- Assignment -
Only the lines from the one with "the white van." through the last belong in the output; print them exactly as given below.

- Material provided -
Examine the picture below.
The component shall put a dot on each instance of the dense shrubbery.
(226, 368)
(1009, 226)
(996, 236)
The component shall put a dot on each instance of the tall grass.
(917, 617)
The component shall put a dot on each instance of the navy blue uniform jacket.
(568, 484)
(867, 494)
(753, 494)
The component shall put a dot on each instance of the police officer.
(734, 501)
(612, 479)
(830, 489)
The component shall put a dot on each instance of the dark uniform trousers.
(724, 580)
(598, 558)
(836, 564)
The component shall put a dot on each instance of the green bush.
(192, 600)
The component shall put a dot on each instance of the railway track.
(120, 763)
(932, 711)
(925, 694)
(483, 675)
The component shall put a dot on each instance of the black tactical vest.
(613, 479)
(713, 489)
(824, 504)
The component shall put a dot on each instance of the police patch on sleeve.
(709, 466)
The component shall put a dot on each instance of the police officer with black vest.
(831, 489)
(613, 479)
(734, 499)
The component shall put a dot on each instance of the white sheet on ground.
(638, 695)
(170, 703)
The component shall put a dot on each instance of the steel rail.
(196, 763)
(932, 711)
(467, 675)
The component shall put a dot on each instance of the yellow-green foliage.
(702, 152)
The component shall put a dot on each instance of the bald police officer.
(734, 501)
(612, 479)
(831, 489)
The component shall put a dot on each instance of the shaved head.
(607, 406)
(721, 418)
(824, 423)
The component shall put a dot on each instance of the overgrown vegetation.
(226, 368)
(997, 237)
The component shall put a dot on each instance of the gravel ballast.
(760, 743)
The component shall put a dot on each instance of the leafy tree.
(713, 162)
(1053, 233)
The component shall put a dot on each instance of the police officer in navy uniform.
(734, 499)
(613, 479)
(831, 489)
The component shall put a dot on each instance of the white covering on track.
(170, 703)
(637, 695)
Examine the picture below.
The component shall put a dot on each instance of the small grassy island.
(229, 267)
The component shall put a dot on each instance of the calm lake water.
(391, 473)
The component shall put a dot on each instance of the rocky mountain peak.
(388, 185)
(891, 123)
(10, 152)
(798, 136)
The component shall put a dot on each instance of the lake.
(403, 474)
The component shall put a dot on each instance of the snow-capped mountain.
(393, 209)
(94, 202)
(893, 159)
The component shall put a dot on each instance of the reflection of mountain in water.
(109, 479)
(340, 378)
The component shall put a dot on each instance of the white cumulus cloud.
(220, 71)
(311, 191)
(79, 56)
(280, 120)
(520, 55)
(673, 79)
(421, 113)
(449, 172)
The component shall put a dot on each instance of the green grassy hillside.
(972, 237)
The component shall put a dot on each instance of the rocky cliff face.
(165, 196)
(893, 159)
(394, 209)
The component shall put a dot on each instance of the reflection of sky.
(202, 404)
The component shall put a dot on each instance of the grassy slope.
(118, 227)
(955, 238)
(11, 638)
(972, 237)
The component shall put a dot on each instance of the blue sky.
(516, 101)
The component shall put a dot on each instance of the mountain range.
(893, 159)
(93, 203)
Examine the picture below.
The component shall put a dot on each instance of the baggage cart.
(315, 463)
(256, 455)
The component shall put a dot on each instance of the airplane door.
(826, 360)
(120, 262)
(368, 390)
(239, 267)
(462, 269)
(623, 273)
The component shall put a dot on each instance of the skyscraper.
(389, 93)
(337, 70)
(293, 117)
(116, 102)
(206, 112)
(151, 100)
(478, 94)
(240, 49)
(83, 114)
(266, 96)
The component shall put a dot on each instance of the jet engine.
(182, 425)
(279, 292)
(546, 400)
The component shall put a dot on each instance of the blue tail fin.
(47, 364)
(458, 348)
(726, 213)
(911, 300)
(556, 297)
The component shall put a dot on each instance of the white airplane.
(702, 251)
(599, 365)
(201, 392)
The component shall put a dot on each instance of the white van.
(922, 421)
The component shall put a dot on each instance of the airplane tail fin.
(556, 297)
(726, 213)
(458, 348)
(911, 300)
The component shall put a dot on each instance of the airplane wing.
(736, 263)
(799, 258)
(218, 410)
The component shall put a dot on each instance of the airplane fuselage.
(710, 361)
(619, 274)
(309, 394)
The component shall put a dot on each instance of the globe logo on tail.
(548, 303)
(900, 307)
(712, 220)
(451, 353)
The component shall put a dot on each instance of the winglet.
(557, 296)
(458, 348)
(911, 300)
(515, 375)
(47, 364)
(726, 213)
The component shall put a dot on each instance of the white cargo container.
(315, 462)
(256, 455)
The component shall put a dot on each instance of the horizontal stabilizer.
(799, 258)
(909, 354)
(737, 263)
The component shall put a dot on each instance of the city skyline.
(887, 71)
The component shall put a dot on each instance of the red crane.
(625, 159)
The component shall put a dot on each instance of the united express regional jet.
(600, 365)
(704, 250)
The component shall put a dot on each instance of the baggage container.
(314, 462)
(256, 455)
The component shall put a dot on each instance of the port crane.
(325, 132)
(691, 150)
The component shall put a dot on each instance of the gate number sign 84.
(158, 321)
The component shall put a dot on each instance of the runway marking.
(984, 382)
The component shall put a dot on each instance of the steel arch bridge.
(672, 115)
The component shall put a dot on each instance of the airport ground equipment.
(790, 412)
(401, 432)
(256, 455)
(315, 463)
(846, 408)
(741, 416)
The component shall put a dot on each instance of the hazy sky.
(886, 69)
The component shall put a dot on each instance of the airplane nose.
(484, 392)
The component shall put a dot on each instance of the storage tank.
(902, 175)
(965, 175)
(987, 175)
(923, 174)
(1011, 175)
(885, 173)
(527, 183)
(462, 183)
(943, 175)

- Exercise result -
The component shall put a dot on each instance of the white van.
(922, 421)
The component shall put a dot on each instance of the airplane tail fin.
(556, 297)
(726, 213)
(458, 348)
(911, 300)
The component shall put a dot on each instance of the airplane wing.
(736, 263)
(799, 258)
(218, 410)
The component shall put a dot on each instance of the airplane fuselage.
(710, 361)
(619, 274)
(309, 394)
The component shall put a dot on each instance of the globe logo on tail.
(548, 303)
(900, 307)
(712, 220)
(451, 353)
The component shall put a dot on each instance of the winglet.
(557, 296)
(458, 348)
(911, 300)
(515, 375)
(47, 364)
(726, 213)
The component shall put a dot on each instance of the white cargo container.
(315, 462)
(256, 455)
The component shall put a dot on each instance of the horizontal stabilizer.
(799, 258)
(909, 354)
(737, 263)
The component shall put a dot on each instance of the city skyline.
(887, 71)
The component shall put a dot on each instance of the red crane.
(625, 159)
The component shall put a dot on each instance of the united express regional jet.
(600, 365)
(704, 250)
The component shall put a dot on each instance of the baggage container.
(314, 462)
(256, 455)
The component shall put a dot on each instance of the port crane.
(325, 132)
(691, 150)
The component shall put a dot on each instance of the gate number sign 84.
(158, 321)
The component shall put a dot on each instance of the runway marking.
(984, 382)
The component shall put a dot on each instance of the steel arch bridge.
(672, 115)
The component shall put a dot on each instance of the airport ground equipment.
(790, 412)
(401, 432)
(256, 455)
(315, 463)
(846, 408)
(741, 416)
The component shall put a dot on each instance of the hazy sky.
(886, 69)
The component shall put a dot on each instance of the airplane nose.
(484, 392)
The component shall put a dot on each instance of the storage tank.
(902, 175)
(965, 175)
(987, 175)
(923, 174)
(1011, 175)
(885, 173)
(527, 183)
(462, 183)
(943, 175)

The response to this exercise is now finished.